> _The exercise_
Please set down the full forum thread on hymn lyrics heard at Mass, word for word.

> _Quoted text_
= = = =
Worst Hymn/Song Lyric Heard at Mass


#1

Every now and then I will here a song line from some hymn that just makes me shake my head (and occasionally laugh).

What are some of the wacky, zany or heretical songs lyrics you have heard?

I was thinking of this because of one I heard last week from “The Summons”

“Will you love the you you hide” (This is not a typo)

Me and my son also work hard not to snicker when we sing “We Come to Your Feast” (a song I like). One line “the weaving of our stories, the fabric of our lives” which of course asks the question, “Cotton?”

Next?


#2

I’m sorry I don’t have a genuine wacky song/hymn lyric of offer… I generally try to suppress them as soon as they enter my head!

I do, however, remember an hilarious line (perhpas more real than we’d like to believe) from the play/film Mass Appeal. When being challenged by Father Farley to be more charming and informal in his homilies, Deacon Dolson began to recount how all of the “changes” in the liturgy of his recent youth drove him nuts. Most humourous was the “Hip Hymn Committee” of his parish deciding to sing Leaving on a Jet Plane on Ascension Thursday.

I laugh but then I wonder if it’s ever been tried…


#3

Methinks this site says it all:

mgilleland.com/music/moratorium.htm


#4

“Give us the courage to enter the song”.

What does that mean, exactly???


#5

[quote=Wolseley]“Give us the courage to enter the song”.

What does that mean, exactly???
= = = =
> _Data entries_
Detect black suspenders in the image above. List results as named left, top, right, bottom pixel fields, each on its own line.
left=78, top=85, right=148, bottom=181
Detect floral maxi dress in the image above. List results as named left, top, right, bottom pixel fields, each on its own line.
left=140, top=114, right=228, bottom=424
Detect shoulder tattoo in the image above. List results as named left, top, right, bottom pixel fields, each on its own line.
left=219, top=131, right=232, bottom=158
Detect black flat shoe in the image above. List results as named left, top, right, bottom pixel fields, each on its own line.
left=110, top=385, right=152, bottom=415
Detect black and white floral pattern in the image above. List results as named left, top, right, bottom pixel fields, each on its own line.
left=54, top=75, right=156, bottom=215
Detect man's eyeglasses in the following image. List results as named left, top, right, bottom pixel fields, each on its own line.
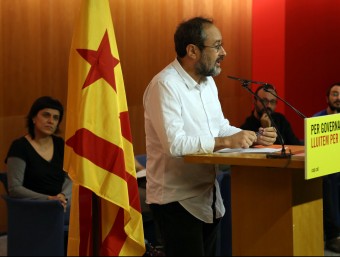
= = = =
> _The completed task_
Worst Hymn/Song Lyric Heard at Mass


#1

Every now and then I will here a song line from some hymn that just makes me shake my head (and occasionally laugh).

What are some of the wacky, zany or heretical songs lyrics you have heard?

I was thinking of this because of one I heard last week from “The Summons”

“Will you love the you you hide” (This is not a typo)

Me and my son also work hard not to snicker when we sing “We Come to Your Feast” (a song I like). One line “the weaving of our stories, the fabric of our lives” which of course asks the question, “Cotton?”

Next?


#2

I’m sorry I don’t have a genuine wacky song/hymn lyric of offer… I generally try to suppress them as soon as they enter my head!

I do, however, remember an hilarious line (perhpas more real than we’d like to believe) from the play/film Mass Appeal. When being challenged by Father Farley to be more charming and informal in his homilies, Deacon Dolson began to recount how all of the “changes” in the liturgy of his recent youth drove him nuts. Most humourous was the “Hip Hymn Committee” of his parish deciding to sing Leaving on a Jet Plane on Ascension Thursday.

I laugh but then I wonder if it’s ever been tried…


#3

Methinks this site says it all:

mgilleland.com/music/moratorium.htm


#4

“Give us the courage to enter the song”.

What does that mean, exactly???


#5

[quote=Wolseley]“Give us the courage to enter the song”.

What does that mean, exactly???